━━ READING PASSAGE ━━

It was stated by some Conservative Party backbench MPs that the secret intent of the Conservative government was to restore a single citizenship with full rights across the United Kingdom and the British Dependent Territories once Hong Kong and its British Dependent Territories Citizens had been returned to the People's Republic of China in 1997. By that time, the Labour Party was in government with Tony Blair as Prime Minister. Labour had decried discrimination against the people of the British Dependent Territories (other than those of Gibraltar and the Falklands), which was understood universally as intended to raise a colour bar, and had done so given that most white colonials were not affected by it, and had made restoration of a single citizenship part of its election manifesto.

━━━
━━ DATA LISTING ━━

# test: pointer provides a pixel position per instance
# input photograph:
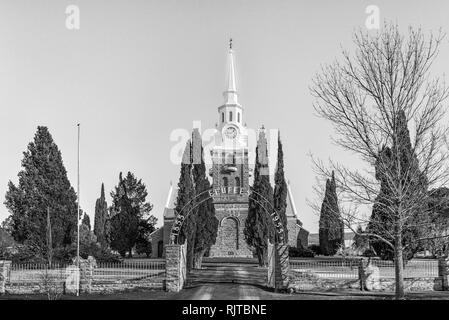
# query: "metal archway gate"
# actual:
(175, 252)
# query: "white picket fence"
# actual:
(348, 268)
(103, 272)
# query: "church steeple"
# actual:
(230, 94)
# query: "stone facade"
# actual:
(230, 173)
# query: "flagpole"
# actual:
(78, 213)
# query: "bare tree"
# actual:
(367, 97)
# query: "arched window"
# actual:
(237, 182)
(160, 249)
(225, 182)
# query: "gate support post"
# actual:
(175, 267)
(278, 266)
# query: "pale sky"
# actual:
(136, 71)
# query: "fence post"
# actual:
(4, 272)
(362, 273)
(173, 267)
(91, 264)
(443, 271)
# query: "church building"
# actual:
(230, 173)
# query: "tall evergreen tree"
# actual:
(401, 161)
(205, 221)
(331, 227)
(101, 219)
(136, 193)
(49, 239)
(186, 192)
(43, 184)
(280, 190)
(86, 221)
(258, 225)
(124, 222)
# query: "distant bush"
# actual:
(369, 253)
(26, 254)
(300, 253)
(315, 248)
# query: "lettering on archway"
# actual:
(210, 193)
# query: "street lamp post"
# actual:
(78, 213)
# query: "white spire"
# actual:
(170, 191)
(290, 198)
(230, 94)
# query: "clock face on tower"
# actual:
(230, 132)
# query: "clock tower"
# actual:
(230, 173)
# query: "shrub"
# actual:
(369, 253)
(315, 248)
(300, 253)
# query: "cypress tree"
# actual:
(43, 184)
(205, 221)
(258, 225)
(101, 218)
(331, 228)
(86, 221)
(280, 190)
(136, 194)
(186, 192)
(124, 222)
(399, 160)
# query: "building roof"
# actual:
(315, 239)
(169, 209)
(6, 240)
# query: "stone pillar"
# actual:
(369, 275)
(87, 273)
(278, 266)
(282, 266)
(271, 265)
(5, 267)
(443, 271)
(173, 267)
(363, 262)
(372, 280)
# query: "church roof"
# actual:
(290, 211)
(169, 210)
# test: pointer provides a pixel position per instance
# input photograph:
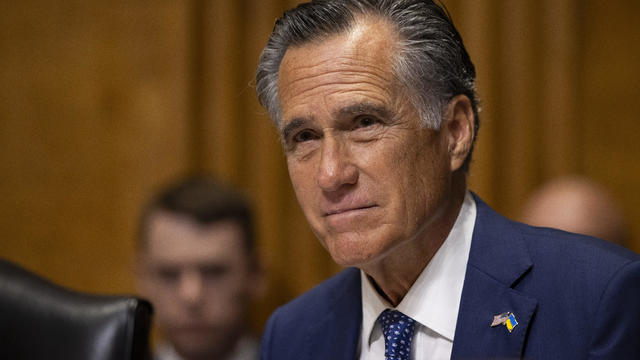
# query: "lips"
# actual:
(342, 210)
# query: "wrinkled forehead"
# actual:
(364, 53)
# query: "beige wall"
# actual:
(101, 102)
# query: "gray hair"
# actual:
(432, 62)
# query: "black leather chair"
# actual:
(41, 320)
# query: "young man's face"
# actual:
(199, 279)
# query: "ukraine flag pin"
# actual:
(511, 322)
(507, 319)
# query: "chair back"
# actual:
(41, 320)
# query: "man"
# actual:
(375, 104)
(197, 265)
(579, 205)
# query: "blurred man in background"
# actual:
(196, 263)
(578, 205)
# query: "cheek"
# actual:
(303, 181)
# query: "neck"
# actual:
(394, 275)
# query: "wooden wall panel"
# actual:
(92, 111)
(609, 112)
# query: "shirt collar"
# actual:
(433, 300)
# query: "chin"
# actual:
(355, 251)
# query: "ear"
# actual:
(459, 125)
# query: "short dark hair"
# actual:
(205, 201)
(432, 64)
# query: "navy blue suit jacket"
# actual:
(574, 297)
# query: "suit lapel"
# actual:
(337, 334)
(498, 259)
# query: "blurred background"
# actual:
(103, 102)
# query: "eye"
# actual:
(304, 135)
(365, 121)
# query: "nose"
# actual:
(336, 168)
(190, 289)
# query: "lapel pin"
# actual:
(508, 319)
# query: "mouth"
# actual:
(339, 211)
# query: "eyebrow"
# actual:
(364, 108)
(292, 126)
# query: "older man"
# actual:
(376, 107)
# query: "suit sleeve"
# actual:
(616, 332)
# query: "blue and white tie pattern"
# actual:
(397, 329)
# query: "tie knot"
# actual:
(398, 333)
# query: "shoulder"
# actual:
(321, 298)
(286, 335)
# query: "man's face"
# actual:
(199, 279)
(368, 175)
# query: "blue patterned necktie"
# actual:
(398, 333)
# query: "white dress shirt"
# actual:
(432, 301)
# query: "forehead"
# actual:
(362, 55)
(178, 239)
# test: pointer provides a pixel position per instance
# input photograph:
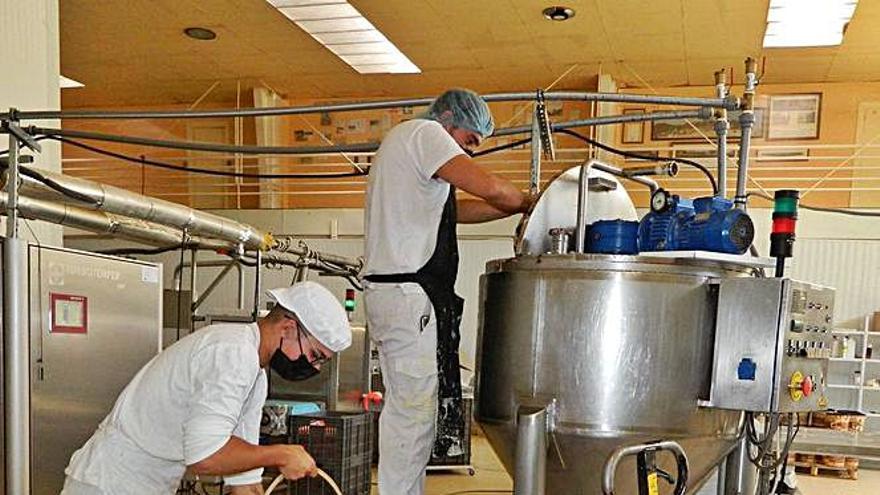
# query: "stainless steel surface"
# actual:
(735, 259)
(535, 164)
(721, 130)
(16, 369)
(624, 346)
(531, 451)
(580, 229)
(556, 207)
(780, 327)
(79, 375)
(121, 202)
(728, 103)
(632, 450)
(105, 223)
(12, 189)
(742, 171)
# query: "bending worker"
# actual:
(411, 265)
(197, 405)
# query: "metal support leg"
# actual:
(16, 351)
(580, 231)
(531, 451)
(257, 284)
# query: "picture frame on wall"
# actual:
(782, 155)
(633, 132)
(681, 130)
(794, 116)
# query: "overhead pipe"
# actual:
(746, 122)
(722, 126)
(121, 202)
(106, 223)
(702, 113)
(729, 103)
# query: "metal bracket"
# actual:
(544, 128)
(11, 127)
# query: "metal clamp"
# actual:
(643, 450)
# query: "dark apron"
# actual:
(437, 279)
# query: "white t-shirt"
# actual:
(179, 409)
(404, 200)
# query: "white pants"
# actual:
(403, 327)
(74, 487)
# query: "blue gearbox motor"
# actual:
(702, 224)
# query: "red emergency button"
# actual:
(807, 386)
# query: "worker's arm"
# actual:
(237, 456)
(500, 194)
(255, 489)
(477, 211)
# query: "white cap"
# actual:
(318, 310)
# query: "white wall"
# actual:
(29, 54)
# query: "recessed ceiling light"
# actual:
(558, 13)
(68, 83)
(342, 29)
(806, 23)
(201, 34)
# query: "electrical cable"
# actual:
(639, 156)
(500, 147)
(52, 184)
(826, 209)
(196, 170)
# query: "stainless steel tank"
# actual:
(619, 349)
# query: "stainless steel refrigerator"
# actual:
(95, 321)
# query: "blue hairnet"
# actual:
(467, 109)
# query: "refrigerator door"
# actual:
(95, 321)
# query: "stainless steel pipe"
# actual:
(729, 103)
(531, 451)
(121, 202)
(105, 223)
(702, 113)
(580, 230)
(16, 360)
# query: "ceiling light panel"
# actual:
(344, 31)
(807, 23)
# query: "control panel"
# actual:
(772, 345)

━━━

### EXERCISE OBJECTIVE
Extract the part of the passage on British Dependent Territories citizenship that runs from "It was stated" to "its election manifesto.". The rows have no connection to the passage on British Dependent Territories citizenship.

### REPLY
It was stated by some Conservative Party backbench MPs that the secret intent of the Conservative government was to restore a single citizenship with full rights across the United Kingdom and the British Dependent Territories once Hong Kong and its British Dependent Territories Citizens had been returned to the People's Republic of China in 1997. By that time, the Labour Party was in government with Tony Blair as Prime Minister. Labour had decried discrimination against the people of the British Dependent Territories (other than those of Gibraltar and the Falklands), which was understood universally as intended to raise a colour bar, and had done so given that most white colonials were not affected by it, and had made restoration of a single citizenship part of its election manifesto.